CONSIGNAS DEL EJERCICIO:
- a) ¿Puedes reescribir como lista el párrafo del pasaje que empieza con "La tía nunca quiso hablar", conservando sus datos principales?
- b) ¿Podrías reproducir la parte del pasaje que abre con las palabras que contienen "A Rolando Mansilla, el" y cierra con "ante tanta orfandad.", cambiando "pibe" por "chico"?

PASAJE:
+--

A Rolando Mansilla, el pibe de 12 años que en junio de 2015 murió acribillado en el techo de un búnker de droga en barrio Ludueña, nadie lo defendió. Su papá le dijo a los fiscales que el nene vivía con una tía materna, que no tenía mucho contacto y que sabía que cada tanto desaparecía de su casa, ubicada a varios kilómetros de allí, en Empalme Graneros.

La tía nunca quiso hablar con los medios de comunicación. Los periodistas que siguieron la historia se enteraron que el chico había llegado tiempo atrás del Chaco con parte de su familia. Pero Rosario estuvo lejos de ser una tierra de oportunidades. La calle fue el único cobijo de Rolando ante tanta orfandad. 

En el  techo del búnker de Magallanes 354 bis, donde  el chico hacía de "soldadito" durante las frías noches de aquel invierno, había un colchón y un calentador. Las puertas y ventanas estaban soldadas. Dentro solo había un perro hambriento y escombros. La investigación se inclinó por un disparo mortal durante un enfrentamiento entre bandas de la zona. Sin embargo, la causa nunca avanzó. El crimen sigue impune.

Los "polaquitos" del conurbano bonaerense y los Rolandos de Rosario están de un lado de la grieta, una enorme raja que a lo largo de 2.780.400 kilómetros cuadros de superficie separa a excluidos de incluidos. Esa brecha, a diferencia de otras, define oportunidades y destinos. Es la única que debería preocupar.

+--

FILAS PROPORCIONADAS:
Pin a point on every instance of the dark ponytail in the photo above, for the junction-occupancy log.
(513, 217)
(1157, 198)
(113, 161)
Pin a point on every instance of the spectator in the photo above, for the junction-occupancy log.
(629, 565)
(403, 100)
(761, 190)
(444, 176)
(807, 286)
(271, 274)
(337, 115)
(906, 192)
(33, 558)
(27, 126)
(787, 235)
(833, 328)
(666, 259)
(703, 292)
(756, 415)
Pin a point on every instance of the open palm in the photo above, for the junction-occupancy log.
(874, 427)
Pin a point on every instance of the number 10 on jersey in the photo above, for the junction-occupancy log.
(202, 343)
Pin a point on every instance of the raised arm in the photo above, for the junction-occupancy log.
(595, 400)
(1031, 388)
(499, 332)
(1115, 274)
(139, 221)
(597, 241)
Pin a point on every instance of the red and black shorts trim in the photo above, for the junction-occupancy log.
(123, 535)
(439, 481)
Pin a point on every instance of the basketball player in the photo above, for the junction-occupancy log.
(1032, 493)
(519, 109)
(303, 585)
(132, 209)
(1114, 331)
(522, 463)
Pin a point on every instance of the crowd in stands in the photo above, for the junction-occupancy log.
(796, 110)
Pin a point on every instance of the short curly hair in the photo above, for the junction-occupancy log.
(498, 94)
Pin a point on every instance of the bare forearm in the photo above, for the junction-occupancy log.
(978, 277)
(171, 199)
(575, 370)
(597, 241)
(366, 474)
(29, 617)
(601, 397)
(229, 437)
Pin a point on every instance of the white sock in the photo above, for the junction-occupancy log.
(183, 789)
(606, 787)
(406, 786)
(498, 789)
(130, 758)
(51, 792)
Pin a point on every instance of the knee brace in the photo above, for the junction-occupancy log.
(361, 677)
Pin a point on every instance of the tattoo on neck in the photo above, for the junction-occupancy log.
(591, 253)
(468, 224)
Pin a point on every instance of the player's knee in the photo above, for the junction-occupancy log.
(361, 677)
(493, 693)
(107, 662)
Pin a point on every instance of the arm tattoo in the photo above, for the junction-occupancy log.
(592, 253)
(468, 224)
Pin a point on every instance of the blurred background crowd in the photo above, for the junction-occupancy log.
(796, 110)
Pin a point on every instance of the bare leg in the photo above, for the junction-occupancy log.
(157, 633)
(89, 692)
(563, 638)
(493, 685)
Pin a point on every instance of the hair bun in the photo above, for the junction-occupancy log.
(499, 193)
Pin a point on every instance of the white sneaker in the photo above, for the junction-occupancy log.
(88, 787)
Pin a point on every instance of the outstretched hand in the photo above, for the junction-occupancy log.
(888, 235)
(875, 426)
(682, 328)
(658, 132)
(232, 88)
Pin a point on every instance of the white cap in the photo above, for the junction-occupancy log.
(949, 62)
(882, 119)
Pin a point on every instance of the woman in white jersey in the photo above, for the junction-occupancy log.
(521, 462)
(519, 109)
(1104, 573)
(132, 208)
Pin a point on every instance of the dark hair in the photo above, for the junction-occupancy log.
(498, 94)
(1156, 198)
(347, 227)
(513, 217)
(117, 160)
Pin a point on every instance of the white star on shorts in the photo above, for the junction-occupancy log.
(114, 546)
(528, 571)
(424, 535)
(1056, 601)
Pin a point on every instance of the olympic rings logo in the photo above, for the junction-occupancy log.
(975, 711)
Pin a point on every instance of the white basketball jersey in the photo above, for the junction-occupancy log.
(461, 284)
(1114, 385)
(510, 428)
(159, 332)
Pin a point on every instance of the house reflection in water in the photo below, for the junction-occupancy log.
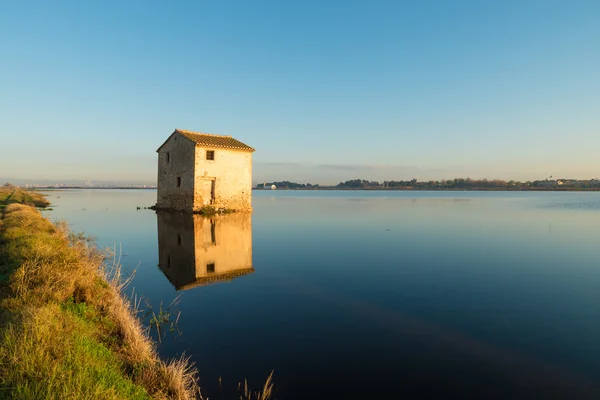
(194, 250)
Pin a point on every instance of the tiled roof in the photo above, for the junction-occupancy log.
(216, 141)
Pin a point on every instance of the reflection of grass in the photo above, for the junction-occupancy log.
(11, 194)
(164, 320)
(65, 330)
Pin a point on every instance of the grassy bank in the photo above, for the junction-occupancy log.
(66, 331)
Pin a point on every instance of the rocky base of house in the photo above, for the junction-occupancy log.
(205, 210)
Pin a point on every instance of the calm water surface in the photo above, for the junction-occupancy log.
(384, 294)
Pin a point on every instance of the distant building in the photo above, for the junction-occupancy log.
(196, 251)
(199, 169)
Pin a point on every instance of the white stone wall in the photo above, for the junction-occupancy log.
(181, 152)
(232, 171)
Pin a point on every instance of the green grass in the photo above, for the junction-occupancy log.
(12, 195)
(60, 357)
(66, 331)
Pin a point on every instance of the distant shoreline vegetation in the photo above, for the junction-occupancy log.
(449, 184)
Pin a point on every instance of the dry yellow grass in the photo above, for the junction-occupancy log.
(66, 329)
(64, 320)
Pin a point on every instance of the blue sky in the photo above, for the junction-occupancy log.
(325, 91)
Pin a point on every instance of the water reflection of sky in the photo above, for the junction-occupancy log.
(436, 292)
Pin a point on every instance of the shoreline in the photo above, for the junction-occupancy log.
(67, 329)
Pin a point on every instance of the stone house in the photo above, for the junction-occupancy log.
(196, 251)
(199, 169)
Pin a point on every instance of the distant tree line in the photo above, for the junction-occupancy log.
(287, 185)
(447, 184)
(468, 183)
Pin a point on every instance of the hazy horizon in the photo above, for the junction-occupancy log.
(324, 91)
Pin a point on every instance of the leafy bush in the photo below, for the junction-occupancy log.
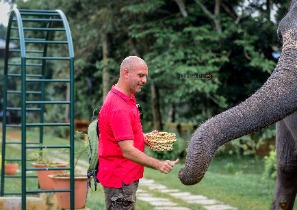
(270, 165)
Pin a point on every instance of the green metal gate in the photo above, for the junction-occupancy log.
(39, 69)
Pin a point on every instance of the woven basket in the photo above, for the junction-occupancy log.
(160, 141)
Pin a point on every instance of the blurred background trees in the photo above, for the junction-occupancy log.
(203, 56)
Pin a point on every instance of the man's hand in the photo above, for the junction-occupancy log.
(167, 166)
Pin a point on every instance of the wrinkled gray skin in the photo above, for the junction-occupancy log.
(275, 101)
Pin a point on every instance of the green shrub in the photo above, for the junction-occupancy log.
(270, 165)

+--

CONJUNTO DE RESPUESTAS:
- a)
- La tía nunca quiso hablar con los medios de comunicación.
- Los periodistas que siguieron la historia supieron que el chico había llegado tiempo atrás del Chaco con parte de su familia.
- Rosario estuvo lejos de ser una tierra de oportunidades.
- La calle fue el único cobijo de Rolando ante tanta orfandad.

- b)
A Rolando Mansilla, el chico de 12 años que en junio de 2015 murió acribillado en el techo de un búnker de droga en barrio Ludueña, nadie lo defendió. Su papá le dijo a los fiscales que el nene vivía con una tía materna, que no tenía mucho contacto y que sabía que cada tanto desaparecía de su casa, ubicada a varios kilómetros de allí, en Empalme Graneros.

La tía nunca quiso hablar con los medios de comunicación. Los periodistas que siguieron la historia se enteraron que el chico había llegado tiempo atrás del Chaco con parte de su familia. Pero Rosario estuvo lejos de ser una tierra de oportunidades. La calle fue el único cobijo de Rolando ante tanta orfandad.